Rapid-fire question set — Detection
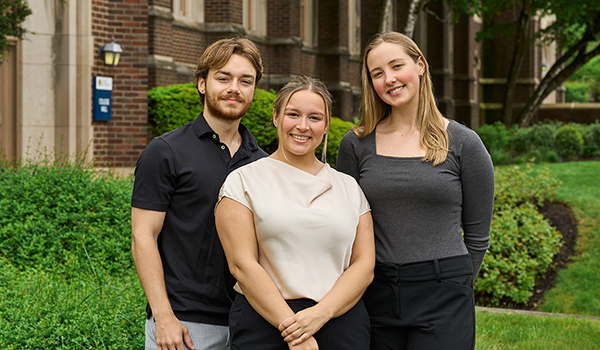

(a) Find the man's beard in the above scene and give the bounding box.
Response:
[204,94,252,120]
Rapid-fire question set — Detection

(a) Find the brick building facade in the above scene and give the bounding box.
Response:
[0,0,546,168]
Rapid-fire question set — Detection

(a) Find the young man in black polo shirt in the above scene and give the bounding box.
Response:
[131,38,267,350]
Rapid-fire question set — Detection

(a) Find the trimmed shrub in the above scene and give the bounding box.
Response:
[0,156,133,276]
[475,164,561,306]
[564,81,592,103]
[315,118,355,167]
[148,83,203,136]
[148,83,277,153]
[477,121,516,164]
[575,120,600,158]
[556,125,583,158]
[510,122,561,153]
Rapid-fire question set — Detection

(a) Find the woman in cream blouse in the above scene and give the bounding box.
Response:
[215,76,375,350]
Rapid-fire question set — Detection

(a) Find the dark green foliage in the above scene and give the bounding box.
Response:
[475,164,561,306]
[556,125,583,158]
[148,83,277,153]
[477,121,516,164]
[564,81,591,103]
[511,122,560,153]
[0,152,146,350]
[242,89,277,154]
[148,83,202,136]
[477,120,600,165]
[148,83,354,162]
[315,118,355,167]
[0,152,133,276]
[0,252,146,350]
[0,0,31,61]
[564,56,600,103]
[576,119,600,158]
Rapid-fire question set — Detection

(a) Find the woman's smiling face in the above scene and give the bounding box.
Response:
[273,90,328,156]
[367,42,425,108]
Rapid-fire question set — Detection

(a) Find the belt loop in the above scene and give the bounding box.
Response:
[433,259,442,283]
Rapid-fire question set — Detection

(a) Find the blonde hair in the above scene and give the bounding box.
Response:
[353,32,449,166]
[273,75,332,163]
[194,37,263,104]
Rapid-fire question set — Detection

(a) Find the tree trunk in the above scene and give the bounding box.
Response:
[517,45,600,128]
[516,14,600,127]
[502,0,533,128]
[379,0,394,33]
[404,0,426,39]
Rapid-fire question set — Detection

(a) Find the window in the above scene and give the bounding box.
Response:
[348,0,360,56]
[300,0,317,47]
[173,0,204,22]
[244,0,267,36]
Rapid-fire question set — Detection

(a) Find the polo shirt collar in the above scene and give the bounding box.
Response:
[193,112,258,151]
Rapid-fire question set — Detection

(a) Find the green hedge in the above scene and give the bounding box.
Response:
[0,156,146,349]
[477,120,600,165]
[475,164,562,306]
[0,149,559,350]
[148,83,354,166]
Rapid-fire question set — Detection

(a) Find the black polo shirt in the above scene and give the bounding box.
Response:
[131,113,267,325]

___

Objective ->
Can you rewrite every one of the records above with "bounding box" replaced by "enclosing rectangle", keeping everything else the same and leaving the pictures out?

Finished exercise ->
Rapid-fire question set — Detection

(a) Find the man's beard in the above scene and give the enclosing rectangle.
Response:
[204,94,252,120]
Rapid-fire question set — Detection

(a) Find the brick building facade in the above scene and give the enclosing rectangle.
Response:
[0,0,546,168]
Rapid-fire question set — Detection

(a) Find the young man in black polo shirt in the above scene and give the enclosing rectangle.
Response:
[131,38,267,350]
Rapid-fire question set — Detection

(a) Find the trimmed shrub in the above scene and give the enclosing rectangle.
Response:
[0,156,133,276]
[475,164,561,306]
[564,81,592,103]
[315,118,355,167]
[148,83,203,136]
[148,83,277,153]
[477,121,516,164]
[575,120,600,158]
[556,125,583,158]
[510,122,561,153]
Rapid-fire question set — Detection

(a) Find the woman in cream blouse in the above scene and give the enclosing rectangle.
Response:
[215,76,375,350]
Rapid-fire question set — Detection

(a) Find the dark green foliage in the above scene and give the enclosing rectangle.
Response:
[475,164,561,306]
[556,125,583,158]
[148,83,277,153]
[477,121,516,164]
[564,81,591,103]
[511,122,560,153]
[0,152,146,350]
[242,89,277,154]
[148,83,202,136]
[477,120,600,165]
[148,83,354,162]
[315,118,355,167]
[0,152,133,276]
[0,252,146,350]
[0,0,31,61]
[564,56,600,103]
[576,119,600,158]
Rapid-fire question set — Detection

(a) Find the woman's smiling face in the above scene and give the enclosing rectangle.
Response:
[273,90,328,156]
[367,42,425,108]
Rapid-fire question set — Detection

(a) Find the belt loop in the above scene and give the enclosing rectangle.
Response:
[433,259,442,283]
Rapid-fire question set — Detection

(a) Find the blonde hair in the above scene and give the enclosing rectangle.
Response:
[353,32,449,166]
[273,75,332,163]
[194,37,263,104]
Rapid-fire question set — Detection

(a) Find the tree trunk in the above scene and give the enclosing rectangle.
Response:
[517,45,600,128]
[516,14,600,127]
[502,0,533,128]
[379,0,394,33]
[404,0,426,39]
Rapid-fire question set — Detection

(a) Find the window in the above scene and give the enclosing rectangle.
Response:
[348,0,360,56]
[300,0,317,47]
[173,0,204,22]
[244,0,267,36]
Rapid-fire question set — Detection

(a) Find the polo shirt collar in the above scene and give the enclosing rectangle.
Response:
[193,112,258,151]
Rapid-fire question set — Detection

(a) Find the green hedge in the above scene and give the enclosing rectangle.
Response:
[0,156,146,349]
[477,120,600,165]
[475,164,562,306]
[0,149,559,350]
[148,83,354,166]
Rapid-fire question set — Detection

(a) Find the black polo shirt in the above scene and give the enclosing rectangle.
Response:
[131,113,267,325]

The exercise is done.